# start of Extracted information

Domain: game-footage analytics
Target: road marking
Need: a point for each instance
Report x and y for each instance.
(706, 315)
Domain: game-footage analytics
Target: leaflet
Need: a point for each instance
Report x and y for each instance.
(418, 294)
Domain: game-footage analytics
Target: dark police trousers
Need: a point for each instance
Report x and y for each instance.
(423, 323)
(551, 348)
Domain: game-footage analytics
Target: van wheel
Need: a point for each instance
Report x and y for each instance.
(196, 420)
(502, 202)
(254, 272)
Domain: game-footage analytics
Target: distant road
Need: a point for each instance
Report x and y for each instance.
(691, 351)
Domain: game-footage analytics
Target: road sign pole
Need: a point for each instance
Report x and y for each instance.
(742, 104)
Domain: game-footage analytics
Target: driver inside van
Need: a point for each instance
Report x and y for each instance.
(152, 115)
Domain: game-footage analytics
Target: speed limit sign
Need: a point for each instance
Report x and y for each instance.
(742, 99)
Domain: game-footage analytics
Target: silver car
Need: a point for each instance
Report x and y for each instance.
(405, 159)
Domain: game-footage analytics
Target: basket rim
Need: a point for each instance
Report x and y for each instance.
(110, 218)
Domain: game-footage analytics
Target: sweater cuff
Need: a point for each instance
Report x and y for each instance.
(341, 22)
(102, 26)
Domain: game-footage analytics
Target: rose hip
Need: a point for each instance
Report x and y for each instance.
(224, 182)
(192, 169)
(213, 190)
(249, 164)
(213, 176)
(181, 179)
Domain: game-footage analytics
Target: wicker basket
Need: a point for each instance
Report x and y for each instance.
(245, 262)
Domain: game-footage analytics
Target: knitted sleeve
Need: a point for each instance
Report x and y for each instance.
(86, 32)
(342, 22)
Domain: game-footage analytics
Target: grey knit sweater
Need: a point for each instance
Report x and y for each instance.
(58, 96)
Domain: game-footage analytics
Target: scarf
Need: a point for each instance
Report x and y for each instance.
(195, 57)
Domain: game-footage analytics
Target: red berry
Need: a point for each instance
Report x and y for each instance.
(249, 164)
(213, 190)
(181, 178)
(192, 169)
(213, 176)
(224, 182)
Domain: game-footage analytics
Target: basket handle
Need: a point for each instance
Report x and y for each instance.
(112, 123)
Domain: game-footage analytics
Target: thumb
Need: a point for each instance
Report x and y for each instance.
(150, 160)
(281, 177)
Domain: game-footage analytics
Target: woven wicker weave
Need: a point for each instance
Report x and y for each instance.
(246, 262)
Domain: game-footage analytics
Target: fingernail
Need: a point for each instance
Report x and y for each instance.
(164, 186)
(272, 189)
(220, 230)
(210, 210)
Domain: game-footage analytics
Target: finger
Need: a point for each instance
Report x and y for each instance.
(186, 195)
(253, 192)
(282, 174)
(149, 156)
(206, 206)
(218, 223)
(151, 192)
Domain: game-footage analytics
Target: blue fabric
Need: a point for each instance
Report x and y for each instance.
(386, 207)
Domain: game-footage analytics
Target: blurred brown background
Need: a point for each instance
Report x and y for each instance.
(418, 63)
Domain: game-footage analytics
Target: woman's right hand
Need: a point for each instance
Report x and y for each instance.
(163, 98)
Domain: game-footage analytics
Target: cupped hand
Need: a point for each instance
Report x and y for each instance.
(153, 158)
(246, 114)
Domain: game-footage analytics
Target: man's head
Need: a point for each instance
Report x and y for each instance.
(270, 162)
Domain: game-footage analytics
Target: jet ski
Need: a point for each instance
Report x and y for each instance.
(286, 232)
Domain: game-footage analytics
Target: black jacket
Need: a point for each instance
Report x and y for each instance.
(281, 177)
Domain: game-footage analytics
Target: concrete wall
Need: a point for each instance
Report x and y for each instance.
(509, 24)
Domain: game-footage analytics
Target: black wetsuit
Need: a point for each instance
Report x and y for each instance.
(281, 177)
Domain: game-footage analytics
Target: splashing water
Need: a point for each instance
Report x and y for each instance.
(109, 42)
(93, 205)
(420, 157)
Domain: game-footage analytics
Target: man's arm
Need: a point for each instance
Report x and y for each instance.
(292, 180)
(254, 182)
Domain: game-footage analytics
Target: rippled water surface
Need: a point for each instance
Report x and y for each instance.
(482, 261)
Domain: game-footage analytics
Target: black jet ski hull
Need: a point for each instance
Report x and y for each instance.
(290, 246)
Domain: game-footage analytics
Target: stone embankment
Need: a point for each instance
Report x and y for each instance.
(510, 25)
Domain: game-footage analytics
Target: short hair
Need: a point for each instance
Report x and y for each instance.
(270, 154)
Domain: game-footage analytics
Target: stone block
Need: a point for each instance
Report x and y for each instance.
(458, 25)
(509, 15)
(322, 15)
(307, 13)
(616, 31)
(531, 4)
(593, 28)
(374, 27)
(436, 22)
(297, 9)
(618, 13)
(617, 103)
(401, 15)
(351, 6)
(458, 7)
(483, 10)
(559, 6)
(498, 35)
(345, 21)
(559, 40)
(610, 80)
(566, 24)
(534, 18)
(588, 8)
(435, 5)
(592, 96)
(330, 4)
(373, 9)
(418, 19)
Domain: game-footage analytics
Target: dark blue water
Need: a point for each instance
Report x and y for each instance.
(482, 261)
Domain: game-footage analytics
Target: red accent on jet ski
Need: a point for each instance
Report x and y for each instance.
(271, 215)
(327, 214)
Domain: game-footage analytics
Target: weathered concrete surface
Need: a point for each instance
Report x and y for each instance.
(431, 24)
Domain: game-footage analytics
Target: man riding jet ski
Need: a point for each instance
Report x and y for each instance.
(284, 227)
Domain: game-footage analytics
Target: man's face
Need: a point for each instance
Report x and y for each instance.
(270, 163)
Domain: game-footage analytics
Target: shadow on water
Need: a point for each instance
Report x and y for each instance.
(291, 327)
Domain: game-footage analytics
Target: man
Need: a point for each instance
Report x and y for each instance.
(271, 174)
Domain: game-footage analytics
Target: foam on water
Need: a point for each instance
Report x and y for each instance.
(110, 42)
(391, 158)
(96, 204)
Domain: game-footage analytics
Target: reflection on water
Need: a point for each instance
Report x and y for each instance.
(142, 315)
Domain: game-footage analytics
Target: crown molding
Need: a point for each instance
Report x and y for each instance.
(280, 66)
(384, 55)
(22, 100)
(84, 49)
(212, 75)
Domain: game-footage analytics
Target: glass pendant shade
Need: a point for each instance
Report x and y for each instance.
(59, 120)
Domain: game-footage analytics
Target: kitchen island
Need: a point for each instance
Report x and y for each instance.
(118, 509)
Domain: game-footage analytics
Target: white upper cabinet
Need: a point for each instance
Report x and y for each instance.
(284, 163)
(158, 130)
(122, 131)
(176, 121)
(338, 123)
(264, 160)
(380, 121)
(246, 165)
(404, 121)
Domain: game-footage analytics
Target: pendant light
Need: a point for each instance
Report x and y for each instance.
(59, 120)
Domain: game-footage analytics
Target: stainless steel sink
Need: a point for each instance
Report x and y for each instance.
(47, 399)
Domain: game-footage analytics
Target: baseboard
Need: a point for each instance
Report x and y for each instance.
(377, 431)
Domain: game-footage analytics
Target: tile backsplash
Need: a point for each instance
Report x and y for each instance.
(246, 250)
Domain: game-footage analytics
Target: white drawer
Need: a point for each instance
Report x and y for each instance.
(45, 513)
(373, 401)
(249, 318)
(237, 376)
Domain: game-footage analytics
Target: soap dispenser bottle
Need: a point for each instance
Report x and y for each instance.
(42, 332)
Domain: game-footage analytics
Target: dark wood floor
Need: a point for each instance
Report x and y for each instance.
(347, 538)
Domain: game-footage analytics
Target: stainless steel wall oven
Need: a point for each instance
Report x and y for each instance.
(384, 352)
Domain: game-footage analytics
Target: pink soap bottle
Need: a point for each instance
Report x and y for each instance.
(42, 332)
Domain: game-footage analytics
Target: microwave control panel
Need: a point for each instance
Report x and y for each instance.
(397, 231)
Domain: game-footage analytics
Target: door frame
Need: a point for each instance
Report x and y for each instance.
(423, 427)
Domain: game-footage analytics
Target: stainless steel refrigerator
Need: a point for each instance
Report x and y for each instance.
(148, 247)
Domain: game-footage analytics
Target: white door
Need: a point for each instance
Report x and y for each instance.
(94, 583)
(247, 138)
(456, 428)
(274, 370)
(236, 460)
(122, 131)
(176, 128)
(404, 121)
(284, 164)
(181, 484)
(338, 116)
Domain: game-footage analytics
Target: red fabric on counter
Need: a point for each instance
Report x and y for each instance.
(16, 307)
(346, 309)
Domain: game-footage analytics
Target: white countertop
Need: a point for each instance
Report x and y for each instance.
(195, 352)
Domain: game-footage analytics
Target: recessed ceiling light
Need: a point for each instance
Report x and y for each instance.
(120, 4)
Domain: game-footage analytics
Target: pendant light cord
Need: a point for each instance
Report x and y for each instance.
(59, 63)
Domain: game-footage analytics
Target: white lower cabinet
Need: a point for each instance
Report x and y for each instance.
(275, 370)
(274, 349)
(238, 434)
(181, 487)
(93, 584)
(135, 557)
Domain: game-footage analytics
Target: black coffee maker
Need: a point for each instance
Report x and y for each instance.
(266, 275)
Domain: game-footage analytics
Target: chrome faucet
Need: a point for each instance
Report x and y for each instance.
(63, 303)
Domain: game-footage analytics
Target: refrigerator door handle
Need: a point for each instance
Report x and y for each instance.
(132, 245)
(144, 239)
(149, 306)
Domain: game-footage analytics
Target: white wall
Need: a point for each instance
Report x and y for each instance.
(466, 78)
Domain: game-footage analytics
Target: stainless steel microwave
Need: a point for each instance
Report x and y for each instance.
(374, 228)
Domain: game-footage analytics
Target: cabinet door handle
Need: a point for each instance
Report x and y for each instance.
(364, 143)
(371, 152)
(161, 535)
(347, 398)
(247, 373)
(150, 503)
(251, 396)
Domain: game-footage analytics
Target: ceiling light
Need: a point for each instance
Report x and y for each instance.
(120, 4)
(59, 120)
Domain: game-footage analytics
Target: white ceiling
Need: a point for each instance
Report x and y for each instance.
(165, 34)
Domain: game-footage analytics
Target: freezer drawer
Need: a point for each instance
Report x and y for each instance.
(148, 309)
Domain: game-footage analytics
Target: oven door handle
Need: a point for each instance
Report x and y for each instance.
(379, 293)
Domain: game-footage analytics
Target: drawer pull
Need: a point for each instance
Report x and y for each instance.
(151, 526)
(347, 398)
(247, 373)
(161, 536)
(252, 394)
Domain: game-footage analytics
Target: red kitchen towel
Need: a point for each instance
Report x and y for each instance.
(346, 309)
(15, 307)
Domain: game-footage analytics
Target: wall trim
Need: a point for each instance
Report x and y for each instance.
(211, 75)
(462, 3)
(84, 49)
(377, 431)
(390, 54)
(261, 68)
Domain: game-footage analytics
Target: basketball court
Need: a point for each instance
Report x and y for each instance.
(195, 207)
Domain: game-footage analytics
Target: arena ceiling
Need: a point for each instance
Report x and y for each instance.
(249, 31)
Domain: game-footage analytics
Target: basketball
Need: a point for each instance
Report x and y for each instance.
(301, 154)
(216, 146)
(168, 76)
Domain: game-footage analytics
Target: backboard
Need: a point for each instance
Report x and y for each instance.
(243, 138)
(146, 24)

# end of Extracted information

Objective
Please count how many of the lines above contain the word "basketball" and reply with only that number.

Answer to the exercise
2